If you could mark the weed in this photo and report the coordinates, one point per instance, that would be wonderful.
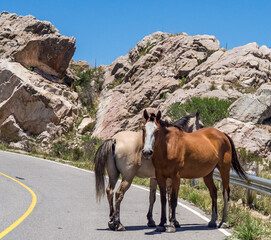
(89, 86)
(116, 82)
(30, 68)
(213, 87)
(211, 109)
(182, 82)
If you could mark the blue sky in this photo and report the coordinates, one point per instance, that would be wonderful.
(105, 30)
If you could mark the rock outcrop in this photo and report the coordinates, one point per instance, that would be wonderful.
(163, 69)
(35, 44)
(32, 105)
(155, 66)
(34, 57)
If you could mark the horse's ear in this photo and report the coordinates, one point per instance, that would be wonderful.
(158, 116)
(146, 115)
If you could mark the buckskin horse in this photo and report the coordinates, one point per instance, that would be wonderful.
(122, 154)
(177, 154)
--------------------------------------------------
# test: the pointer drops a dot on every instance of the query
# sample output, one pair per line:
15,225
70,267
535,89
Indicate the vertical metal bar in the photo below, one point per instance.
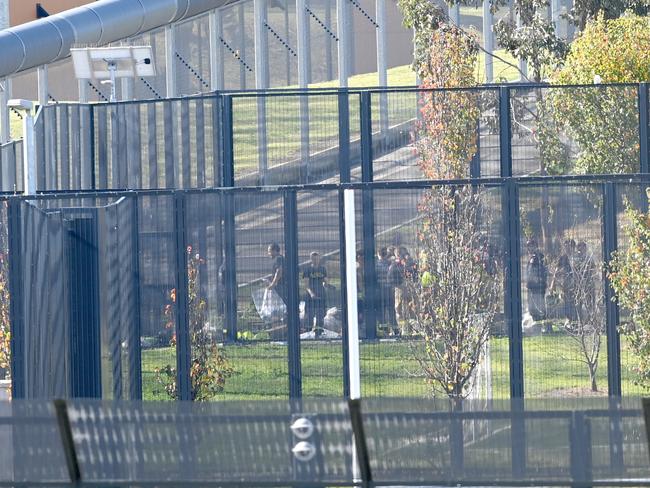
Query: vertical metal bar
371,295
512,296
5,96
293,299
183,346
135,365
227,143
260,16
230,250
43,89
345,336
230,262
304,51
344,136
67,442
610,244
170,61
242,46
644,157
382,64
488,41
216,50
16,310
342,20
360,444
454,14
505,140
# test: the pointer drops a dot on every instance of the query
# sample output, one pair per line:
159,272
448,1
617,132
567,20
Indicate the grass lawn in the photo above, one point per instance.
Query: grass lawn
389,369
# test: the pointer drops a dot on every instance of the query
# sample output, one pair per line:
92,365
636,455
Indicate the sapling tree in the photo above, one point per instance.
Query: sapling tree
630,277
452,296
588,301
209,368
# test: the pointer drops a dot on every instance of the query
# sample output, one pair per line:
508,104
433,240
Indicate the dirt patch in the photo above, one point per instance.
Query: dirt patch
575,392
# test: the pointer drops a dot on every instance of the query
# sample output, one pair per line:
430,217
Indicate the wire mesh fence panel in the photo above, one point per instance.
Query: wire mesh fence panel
--------------------------------------------------
Scan the records above and tell how many lines include the word "Indicate"; the number is all that should be written.

5